::: Given entries

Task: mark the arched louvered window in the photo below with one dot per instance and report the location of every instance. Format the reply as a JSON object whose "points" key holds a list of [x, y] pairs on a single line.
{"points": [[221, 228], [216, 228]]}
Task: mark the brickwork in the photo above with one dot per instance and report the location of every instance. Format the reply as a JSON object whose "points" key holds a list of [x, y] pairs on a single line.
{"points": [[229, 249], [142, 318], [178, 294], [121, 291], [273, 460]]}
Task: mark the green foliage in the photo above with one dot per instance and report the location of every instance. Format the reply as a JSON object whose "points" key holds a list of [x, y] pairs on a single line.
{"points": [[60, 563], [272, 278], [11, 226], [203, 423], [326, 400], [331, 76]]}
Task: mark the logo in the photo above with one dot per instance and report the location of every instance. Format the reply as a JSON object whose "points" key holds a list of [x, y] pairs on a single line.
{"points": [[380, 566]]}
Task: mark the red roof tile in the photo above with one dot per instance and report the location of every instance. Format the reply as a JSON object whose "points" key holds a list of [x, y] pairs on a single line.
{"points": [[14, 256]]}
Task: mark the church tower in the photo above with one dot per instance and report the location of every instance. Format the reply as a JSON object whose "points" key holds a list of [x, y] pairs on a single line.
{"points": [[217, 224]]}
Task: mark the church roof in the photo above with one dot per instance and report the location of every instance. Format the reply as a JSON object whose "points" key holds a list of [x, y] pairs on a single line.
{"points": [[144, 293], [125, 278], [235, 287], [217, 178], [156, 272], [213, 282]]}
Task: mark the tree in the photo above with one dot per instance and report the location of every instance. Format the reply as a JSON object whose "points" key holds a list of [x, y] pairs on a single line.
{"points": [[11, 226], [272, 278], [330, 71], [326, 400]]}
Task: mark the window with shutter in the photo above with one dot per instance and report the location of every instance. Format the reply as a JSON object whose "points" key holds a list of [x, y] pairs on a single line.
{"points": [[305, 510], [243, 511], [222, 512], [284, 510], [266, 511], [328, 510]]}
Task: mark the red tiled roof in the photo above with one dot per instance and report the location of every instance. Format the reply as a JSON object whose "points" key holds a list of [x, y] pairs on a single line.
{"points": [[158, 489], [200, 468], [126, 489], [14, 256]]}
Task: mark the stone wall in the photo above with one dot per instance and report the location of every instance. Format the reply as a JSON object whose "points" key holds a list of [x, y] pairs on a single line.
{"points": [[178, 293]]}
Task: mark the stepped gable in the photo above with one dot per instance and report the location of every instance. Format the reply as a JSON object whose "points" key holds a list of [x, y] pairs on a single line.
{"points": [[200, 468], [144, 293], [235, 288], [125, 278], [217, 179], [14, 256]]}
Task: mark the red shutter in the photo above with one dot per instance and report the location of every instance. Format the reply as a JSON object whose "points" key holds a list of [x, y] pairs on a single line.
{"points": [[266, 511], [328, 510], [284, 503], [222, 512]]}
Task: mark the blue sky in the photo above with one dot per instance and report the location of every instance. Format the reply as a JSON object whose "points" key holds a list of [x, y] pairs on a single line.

::::::

▶ _Problem_: What you return should match every line above exactly.

▶ _Written solution_:
Task: mark the arched louvered window in the photo below with one dot per instance and report the location of every instance. Format the reply as a JSON object whose "points" key holds a list of [x, y] pairs on a single line.
{"points": [[221, 228], [216, 228]]}
Task: mark the brickwork in the photo above with one dot per instance and report the location of every instance. Format the reply as a JSON object whose "points" key holds a list of [x, y] pairs on a single line.
{"points": [[229, 249], [142, 318], [178, 294], [121, 291], [273, 460]]}
Task: mark the green foliage in the photo above with one dot per instance and report the location of every instance. Format the reply as a JSON object whose "points" key holds a list of [x, y] pairs on a single line.
{"points": [[60, 563], [272, 278], [11, 226], [203, 423], [326, 400], [331, 76]]}
Task: mark the logo in the photo above with one dot per instance and report the location of every instance. Format the reply as a JSON object whose "points" key holds a list of [x, y] pairs on a single line.
{"points": [[380, 566]]}
Task: mark the red roof tile in the photo above with one dot per instance and report the location of every instance. Format the reply as a JSON object whose "points" key holds a list of [x, y] pairs on a single line.
{"points": [[14, 256]]}
Task: mark the church tower in the photo above with one dot per instance and report the location of every instance. Format the reply as a JSON object whose "points" key holds a list of [x, y] pairs on a single line.
{"points": [[217, 224]]}
Task: mark the church roof in the photo above with one dot per instance and report the location of every instance. Format the reply as a JSON object whose "points" key holds a list of [x, y] pairs on a single line.
{"points": [[144, 293], [125, 278], [235, 287], [217, 178], [156, 272], [213, 282]]}
Task: mark the tree in the photo above with one dot per instance and report the location of every instance. Format the reply as a JSON object whose "points" key holds a list of [x, y] pairs on a single line.
{"points": [[11, 226], [272, 278], [330, 71], [326, 400]]}
Task: mark the window with shutter in the photo above with one dot per instance and report the location of every instance. Format the reply as a JSON object whose "points" key holds a list of [x, y] pairs on a single line.
{"points": [[305, 510], [243, 511], [222, 512], [284, 510], [266, 511], [328, 510]]}
Task: mark the red tiled roof in the photo above with one dot per instance and report the location of every instance. Format the reply as a JSON object whose "points" key holds a list of [x, y] pairs on a single line.
{"points": [[158, 489], [200, 468], [126, 489], [14, 256]]}
Task: mark the stone wall in the photo above with one dot per instance and report the location of every instance. Format the reply as a JSON object whose "points" key holds a list of [x, y] pairs on a single line.
{"points": [[178, 293]]}
Task: mark the stepped gable in the photo above with one dot per instance and report the location of every instance. Format the reply as a JSON object whose "points" key holds a list of [x, y] pairs on a single line.
{"points": [[200, 468], [144, 293], [235, 288], [125, 278], [217, 179], [14, 256]]}
Task: mark the red shutter in the photo above with one dot per instance and report the location of every instance. Format the reply as a JSON object whose "points" key holds a list of [x, y] pairs on a single line.
{"points": [[266, 511], [328, 510], [284, 503], [222, 512]]}
Task: mark the blue sky in the photo above with one dot per instance and report the location of every instance. Format the reply as a JSON object whose "points" key holds a list of [x, y] pairs on a single line.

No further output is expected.